▶ **What the task asks**
Copy word for word the lines of the material below from the one containing "Shot-chart prep: mark the blue plastic" through the one containing "column 457, row 524", both included, and nothing else.

---

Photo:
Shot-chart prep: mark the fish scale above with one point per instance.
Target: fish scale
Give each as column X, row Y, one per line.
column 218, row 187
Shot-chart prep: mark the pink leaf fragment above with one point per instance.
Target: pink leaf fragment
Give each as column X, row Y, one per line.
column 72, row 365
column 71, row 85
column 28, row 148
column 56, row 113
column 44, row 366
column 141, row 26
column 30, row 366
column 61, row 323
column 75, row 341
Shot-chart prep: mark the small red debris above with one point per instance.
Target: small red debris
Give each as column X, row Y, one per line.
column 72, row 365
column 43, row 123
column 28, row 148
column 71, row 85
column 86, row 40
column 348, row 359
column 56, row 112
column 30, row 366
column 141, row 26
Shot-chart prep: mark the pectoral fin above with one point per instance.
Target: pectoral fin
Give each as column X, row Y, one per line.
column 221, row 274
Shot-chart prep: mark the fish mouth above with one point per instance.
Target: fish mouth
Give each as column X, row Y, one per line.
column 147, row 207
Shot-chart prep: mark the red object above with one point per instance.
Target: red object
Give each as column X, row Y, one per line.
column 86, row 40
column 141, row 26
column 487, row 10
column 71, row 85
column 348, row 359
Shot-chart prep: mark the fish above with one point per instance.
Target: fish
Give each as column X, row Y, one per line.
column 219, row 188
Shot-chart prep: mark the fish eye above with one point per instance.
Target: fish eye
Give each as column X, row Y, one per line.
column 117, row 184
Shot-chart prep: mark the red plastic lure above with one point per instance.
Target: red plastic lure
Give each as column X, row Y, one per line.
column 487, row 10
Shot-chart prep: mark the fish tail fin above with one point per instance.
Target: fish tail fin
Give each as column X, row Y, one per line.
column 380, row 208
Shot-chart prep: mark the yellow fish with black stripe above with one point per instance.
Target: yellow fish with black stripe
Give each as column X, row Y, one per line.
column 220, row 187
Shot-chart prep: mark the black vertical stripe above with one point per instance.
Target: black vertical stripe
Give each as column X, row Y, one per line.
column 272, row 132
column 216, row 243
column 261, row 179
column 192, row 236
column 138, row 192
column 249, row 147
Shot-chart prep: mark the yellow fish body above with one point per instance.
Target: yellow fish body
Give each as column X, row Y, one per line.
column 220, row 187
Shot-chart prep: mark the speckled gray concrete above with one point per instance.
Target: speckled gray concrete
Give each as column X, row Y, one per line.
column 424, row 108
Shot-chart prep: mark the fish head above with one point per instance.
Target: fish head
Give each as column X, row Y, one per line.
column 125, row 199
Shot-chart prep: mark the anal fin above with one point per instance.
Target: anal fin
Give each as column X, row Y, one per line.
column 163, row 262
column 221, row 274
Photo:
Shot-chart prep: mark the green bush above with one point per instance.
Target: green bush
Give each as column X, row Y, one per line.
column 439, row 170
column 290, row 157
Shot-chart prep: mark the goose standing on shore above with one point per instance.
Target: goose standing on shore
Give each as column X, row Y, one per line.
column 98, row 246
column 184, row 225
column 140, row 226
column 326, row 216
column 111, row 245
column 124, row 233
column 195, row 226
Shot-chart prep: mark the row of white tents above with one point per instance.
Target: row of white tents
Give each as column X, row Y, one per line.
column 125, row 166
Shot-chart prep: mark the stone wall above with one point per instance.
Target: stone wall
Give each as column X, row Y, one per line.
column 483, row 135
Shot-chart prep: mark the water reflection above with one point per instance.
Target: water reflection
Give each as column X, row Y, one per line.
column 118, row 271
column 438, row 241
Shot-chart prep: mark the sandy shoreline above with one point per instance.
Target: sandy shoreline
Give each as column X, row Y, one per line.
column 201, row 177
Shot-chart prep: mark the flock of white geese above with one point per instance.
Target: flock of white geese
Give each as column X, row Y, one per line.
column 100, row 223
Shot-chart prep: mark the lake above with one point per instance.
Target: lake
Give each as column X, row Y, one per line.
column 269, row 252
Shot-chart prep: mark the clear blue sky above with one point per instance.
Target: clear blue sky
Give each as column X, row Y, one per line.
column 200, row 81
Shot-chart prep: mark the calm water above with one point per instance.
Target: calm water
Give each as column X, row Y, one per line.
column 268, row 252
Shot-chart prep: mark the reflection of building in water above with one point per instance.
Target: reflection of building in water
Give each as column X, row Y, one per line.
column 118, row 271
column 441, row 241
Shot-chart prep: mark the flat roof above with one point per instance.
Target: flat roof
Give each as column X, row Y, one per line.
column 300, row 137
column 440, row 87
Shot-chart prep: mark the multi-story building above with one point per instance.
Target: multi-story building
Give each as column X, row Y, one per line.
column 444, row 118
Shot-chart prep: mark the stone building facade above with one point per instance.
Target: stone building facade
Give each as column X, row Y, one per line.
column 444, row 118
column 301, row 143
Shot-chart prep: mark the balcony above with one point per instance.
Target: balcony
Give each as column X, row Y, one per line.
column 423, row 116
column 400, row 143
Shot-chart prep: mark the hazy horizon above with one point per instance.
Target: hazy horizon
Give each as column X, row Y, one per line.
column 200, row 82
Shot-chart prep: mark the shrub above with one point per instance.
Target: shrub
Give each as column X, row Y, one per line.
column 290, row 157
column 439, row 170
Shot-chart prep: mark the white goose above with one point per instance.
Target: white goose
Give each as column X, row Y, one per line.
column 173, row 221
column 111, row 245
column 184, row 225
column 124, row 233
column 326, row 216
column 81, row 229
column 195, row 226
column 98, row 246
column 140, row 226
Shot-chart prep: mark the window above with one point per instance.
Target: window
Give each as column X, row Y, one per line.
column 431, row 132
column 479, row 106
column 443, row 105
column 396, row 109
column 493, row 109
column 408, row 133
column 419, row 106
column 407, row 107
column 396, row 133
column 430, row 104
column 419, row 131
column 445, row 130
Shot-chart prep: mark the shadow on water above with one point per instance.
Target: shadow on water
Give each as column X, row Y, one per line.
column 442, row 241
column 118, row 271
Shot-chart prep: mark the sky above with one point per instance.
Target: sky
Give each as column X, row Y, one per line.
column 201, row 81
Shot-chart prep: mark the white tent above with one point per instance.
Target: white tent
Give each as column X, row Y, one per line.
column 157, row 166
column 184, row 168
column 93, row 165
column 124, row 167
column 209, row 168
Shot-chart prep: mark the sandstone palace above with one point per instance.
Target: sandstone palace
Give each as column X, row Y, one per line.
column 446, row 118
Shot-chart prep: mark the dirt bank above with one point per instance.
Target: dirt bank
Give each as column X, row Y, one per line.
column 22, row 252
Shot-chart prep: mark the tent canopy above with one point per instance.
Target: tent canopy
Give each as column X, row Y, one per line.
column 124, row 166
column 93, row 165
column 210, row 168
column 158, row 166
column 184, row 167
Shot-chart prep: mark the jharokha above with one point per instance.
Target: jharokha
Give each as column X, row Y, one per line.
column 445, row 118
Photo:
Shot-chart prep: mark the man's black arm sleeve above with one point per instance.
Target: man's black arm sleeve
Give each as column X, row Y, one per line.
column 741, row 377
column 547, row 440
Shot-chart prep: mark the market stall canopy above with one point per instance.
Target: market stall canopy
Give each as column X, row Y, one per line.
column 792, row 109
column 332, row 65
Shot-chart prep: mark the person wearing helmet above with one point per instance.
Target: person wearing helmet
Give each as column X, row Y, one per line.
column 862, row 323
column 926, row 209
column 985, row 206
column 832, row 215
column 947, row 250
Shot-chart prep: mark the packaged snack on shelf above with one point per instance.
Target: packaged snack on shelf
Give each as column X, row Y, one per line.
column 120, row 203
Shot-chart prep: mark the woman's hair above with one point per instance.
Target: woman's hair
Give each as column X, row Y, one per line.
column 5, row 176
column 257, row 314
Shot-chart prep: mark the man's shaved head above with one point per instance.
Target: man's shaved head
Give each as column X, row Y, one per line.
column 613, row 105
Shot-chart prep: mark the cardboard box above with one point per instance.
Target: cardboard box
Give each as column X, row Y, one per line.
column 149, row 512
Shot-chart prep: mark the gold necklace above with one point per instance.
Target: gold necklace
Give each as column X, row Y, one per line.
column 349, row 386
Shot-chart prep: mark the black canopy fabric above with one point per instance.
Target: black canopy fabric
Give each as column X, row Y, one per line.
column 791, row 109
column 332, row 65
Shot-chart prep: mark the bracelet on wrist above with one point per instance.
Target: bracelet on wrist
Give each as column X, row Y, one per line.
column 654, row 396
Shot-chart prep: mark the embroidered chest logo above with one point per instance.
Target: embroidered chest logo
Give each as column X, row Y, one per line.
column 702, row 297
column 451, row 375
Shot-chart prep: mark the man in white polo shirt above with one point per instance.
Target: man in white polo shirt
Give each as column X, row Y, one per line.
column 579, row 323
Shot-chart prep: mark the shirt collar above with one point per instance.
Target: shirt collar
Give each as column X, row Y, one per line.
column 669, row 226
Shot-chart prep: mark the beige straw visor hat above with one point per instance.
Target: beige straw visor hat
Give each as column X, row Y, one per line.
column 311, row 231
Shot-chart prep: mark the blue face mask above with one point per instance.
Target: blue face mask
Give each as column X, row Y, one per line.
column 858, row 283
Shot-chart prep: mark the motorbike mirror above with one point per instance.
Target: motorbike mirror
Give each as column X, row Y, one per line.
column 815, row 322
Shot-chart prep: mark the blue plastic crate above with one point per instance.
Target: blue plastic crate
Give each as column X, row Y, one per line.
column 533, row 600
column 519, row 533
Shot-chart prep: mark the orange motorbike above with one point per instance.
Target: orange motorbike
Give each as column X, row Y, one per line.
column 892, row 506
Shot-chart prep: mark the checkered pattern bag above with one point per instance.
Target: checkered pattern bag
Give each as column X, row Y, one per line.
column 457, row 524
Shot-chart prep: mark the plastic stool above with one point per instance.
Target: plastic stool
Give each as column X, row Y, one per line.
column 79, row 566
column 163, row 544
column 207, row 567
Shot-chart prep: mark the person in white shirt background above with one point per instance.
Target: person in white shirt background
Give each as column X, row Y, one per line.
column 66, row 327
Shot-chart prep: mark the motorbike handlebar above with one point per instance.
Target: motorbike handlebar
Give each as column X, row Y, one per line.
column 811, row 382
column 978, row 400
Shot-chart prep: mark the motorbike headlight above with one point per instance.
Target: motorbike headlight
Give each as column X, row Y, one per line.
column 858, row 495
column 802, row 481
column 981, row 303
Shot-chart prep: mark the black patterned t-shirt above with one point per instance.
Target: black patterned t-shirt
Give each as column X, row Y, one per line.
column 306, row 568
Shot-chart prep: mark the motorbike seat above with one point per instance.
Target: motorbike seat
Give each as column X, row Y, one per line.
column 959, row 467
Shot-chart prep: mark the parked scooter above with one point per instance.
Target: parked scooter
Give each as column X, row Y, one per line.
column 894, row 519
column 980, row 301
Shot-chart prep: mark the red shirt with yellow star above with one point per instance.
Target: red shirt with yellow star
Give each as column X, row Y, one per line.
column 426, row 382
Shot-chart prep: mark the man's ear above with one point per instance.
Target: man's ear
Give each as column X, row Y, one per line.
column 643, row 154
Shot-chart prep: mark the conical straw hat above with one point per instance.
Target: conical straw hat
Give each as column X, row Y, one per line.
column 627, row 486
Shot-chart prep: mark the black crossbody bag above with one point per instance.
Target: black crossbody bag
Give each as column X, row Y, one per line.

---

▶ **Exercise response**
Shot-chart prep: mark the blue plastic crate above with one point per instance.
Target: blue plastic crate
Give each as column X, row Y, one per line.
column 533, row 600
column 519, row 533
Shot-chart prep: mark the orange motorbike above with one point per instance.
Target: orange motorbike
Give each as column X, row Y, one per line.
column 892, row 506
Shot-chart prep: mark the checkered pattern bag above with one point per instance.
Target: checkered pattern bag
Give each as column X, row Y, one per line.
column 457, row 524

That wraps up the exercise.